# Extract:
= Beginning of Section =

Nigel Collier

Professor of Natural Language Processing, University of Cambridge

Fellow, the Alan Turing Institute

News (5/10/2020): We're hiring for an RA to work on NLP in the Automated Understanding and Alerting of Disease Outbreaks from Global News Media Project (EPI-AI) - please see here Deadline is 6/12/2020.

I have been working in NLP and AI for over 20 years. Before joining the University of Cambridge on an EPSRC Experienced Researcher Fellowship (2015-2020) I spent the early part of my career in Japan (1996-2012). I was a Toshiba Fellow, a postdoc at Tokyo University with Junichi Tsujii and Associate Professor at the newly formed National Institute of Informatics where I led the NLP lab for 12 years before returning to the UK on a Marie Curie Research Fellowship. As an undergraduate I studied for a BSc. in Computer Science at the University of Leeds (1992). I received an MSc in Machine Translation (1994) and a PhD in Computational Linguistics (1996) from the University of Manchester (UMIST) for my research on English-Japanese Lexical Transfer using a Hopfield Neural Network.

My work focuses on natural language processing and machine learning. My research interests are broadly in creating better models for natural language understanding as well as applications with the potential for tangible social impact, for example in the area of global health (see below for the BioCaster and EPI-AI projects) where I am a member of the WHO's Epidemic Intelligence from Open Sources initiative.

For a list of publications please see Google Scholar.

Prospective PhD students: I am always interested to supervise new NLP projects on the PhD in Computation, Cognition and Language. Before contacting me please make sure that you meet the minimum requirements and take time to check out my publications. In your email please send a CV with a brief statement of research interests. Please note the application deadline and documents you need to submit with your application.

Enquiries for postdoctoral opportunities are always welcome. When needed I can help explore funding sources for fellowships from UK, EU and other agencies.

Over the years many people have contributed to the research and publications in my lab. Here's a list of current students, postdocs and alumni.

Current projects

2020.2 to 2023.8 ESRC EPI-AI: Automated Understanding and Alerting of Disease Outbreaks from Global News Media (with Professor David Buckeridge and Dr Nick King, McGill University). The EPI-AI project aims to achieve a step change in automated global epidemic alerting using news media monitoring. Teams at McGill and Cambridge universities, in collaboration with national and international public health agencies, are adopting an interdisciplinary approach that combines natural language processing, epidemiology, biomedical informatics and bioethics to address this complex task.

= End of Section =

# Instructions:
1. List the fields that the profile says the EPI-AI project combines in its interdisciplinary approach.
2. According to the profile, at which institution did Collier lead the NLP lab for 12 years?
3. Based on the profile, do these statements agree with it? (a) Collier earned his BSc at the University of Leeds. (b) The EPI-AI project is scheduled to end in 2022. (c) His PhD research used a Hopfield Neural Network.

Dataset entries
= Beginning of Section =

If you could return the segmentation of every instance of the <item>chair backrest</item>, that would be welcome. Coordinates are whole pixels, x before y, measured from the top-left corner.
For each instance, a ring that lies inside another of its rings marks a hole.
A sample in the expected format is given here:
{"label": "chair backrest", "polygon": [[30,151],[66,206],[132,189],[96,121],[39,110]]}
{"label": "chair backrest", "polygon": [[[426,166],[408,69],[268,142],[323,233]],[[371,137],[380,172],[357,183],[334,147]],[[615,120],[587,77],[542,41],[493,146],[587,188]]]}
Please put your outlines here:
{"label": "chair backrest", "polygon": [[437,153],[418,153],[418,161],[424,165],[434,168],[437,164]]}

= End of Section =

# Solutions to the problems:
1. natural language processing, epidemiology, biomedical informatics, bioethics

2. The National Institute of Informatics.

3.
(a) Yes: "I studied for a BSc. in Computer Science at the University of Leeds (1992)."
(b) No: "2020.2 to 2023.8 ESRC EPI-AI"
(c) Yes: "English-Japanese Lexical Transfer using a Hopfield Neural Network"